(Beginning of Source data)

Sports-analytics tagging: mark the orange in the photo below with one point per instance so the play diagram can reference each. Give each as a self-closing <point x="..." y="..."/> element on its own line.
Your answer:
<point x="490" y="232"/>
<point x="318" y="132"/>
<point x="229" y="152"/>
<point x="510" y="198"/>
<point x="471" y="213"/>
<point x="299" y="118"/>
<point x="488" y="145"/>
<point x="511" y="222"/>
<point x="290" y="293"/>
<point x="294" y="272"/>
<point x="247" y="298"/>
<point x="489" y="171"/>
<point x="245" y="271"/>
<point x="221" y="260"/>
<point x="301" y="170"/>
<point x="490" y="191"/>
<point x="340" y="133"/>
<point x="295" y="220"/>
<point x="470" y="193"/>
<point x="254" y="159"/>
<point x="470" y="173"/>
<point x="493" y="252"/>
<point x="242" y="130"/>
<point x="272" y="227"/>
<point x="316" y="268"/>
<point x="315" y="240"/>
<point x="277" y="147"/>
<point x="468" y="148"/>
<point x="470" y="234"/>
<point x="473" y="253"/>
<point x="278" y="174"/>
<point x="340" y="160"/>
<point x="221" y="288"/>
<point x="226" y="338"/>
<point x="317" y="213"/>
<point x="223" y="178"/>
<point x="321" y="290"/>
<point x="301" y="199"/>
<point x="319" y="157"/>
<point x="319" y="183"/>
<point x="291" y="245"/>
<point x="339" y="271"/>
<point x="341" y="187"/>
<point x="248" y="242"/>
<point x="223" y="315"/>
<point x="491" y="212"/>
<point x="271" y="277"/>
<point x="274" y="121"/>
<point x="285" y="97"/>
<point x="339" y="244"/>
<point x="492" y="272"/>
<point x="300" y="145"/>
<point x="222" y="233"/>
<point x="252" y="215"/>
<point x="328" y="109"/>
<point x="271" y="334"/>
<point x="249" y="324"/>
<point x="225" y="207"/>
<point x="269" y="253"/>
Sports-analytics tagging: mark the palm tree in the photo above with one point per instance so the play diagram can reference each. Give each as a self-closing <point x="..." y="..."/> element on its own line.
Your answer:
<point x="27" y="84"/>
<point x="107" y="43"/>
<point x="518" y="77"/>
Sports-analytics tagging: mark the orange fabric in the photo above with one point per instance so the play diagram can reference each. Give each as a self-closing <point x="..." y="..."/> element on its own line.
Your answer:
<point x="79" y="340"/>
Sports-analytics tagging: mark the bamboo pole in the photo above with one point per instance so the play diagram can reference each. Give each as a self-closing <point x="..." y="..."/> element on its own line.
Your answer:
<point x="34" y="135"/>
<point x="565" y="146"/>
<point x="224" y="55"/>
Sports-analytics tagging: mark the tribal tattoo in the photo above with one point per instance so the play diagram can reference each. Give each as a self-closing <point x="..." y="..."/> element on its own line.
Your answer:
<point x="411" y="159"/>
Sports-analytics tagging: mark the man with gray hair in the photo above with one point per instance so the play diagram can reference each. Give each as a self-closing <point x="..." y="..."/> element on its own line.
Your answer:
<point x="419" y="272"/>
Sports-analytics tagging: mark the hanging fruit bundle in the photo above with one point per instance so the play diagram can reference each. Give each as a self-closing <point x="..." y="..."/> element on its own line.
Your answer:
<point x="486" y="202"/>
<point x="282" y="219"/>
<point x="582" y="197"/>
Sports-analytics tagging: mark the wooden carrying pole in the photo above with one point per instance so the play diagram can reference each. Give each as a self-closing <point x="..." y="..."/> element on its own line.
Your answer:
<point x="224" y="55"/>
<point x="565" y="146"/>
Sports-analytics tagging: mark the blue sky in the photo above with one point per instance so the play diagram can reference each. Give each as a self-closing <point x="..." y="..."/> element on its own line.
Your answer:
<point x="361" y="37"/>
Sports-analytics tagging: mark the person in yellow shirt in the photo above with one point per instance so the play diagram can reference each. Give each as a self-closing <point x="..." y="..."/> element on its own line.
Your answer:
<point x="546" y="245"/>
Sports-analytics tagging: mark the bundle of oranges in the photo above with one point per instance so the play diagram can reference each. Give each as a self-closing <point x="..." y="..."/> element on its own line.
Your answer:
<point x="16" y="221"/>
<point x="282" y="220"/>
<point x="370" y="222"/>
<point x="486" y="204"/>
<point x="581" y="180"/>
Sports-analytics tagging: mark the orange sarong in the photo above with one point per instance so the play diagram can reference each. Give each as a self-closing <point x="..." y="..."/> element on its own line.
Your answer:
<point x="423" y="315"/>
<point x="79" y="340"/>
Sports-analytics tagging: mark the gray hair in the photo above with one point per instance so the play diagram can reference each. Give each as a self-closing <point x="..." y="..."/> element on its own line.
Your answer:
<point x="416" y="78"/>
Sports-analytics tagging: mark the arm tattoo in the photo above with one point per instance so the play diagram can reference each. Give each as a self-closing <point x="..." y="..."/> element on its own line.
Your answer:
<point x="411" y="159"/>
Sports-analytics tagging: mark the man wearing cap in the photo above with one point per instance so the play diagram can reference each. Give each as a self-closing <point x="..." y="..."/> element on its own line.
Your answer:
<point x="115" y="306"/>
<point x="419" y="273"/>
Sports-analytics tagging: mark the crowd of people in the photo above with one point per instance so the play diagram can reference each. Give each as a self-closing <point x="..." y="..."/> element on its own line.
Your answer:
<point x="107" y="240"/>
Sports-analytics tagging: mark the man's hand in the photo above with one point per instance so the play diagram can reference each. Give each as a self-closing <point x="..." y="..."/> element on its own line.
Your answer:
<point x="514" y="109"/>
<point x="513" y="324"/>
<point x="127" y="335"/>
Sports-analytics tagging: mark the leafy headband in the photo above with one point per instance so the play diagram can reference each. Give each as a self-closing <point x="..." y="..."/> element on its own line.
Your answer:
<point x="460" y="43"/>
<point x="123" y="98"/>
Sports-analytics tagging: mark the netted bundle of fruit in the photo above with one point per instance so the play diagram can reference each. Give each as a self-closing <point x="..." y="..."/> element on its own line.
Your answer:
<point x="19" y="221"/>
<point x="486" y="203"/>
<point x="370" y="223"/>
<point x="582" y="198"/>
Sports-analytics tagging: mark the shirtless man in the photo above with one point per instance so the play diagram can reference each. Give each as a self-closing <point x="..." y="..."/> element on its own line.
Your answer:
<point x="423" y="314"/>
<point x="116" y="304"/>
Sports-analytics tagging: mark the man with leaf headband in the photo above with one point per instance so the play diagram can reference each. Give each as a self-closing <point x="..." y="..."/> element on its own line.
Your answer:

(End of Source data)

§ **Task requirements**
Each line in the entries above that includes the string "bundle" should be extracted.

§ **Completed task**
Sports-analytics tagging: mark the hanging fruit bundle in the photo above with one point per instance so the play diagram can reference each. Give each as a self-closing <point x="..." y="..."/> element on its own line.
Sports-analytics tagging: mark the bundle of oranges in the photo above with one point per instance so the play diagram can reference each. Give each as a self-closing <point x="..." y="..."/> element on its own line.
Sports-analytics tagging: mark the netted bundle of fruit in the photo above with one point per instance so the play diagram can reference each. Give each as a self-closing <point x="..." y="..."/> element on its own line.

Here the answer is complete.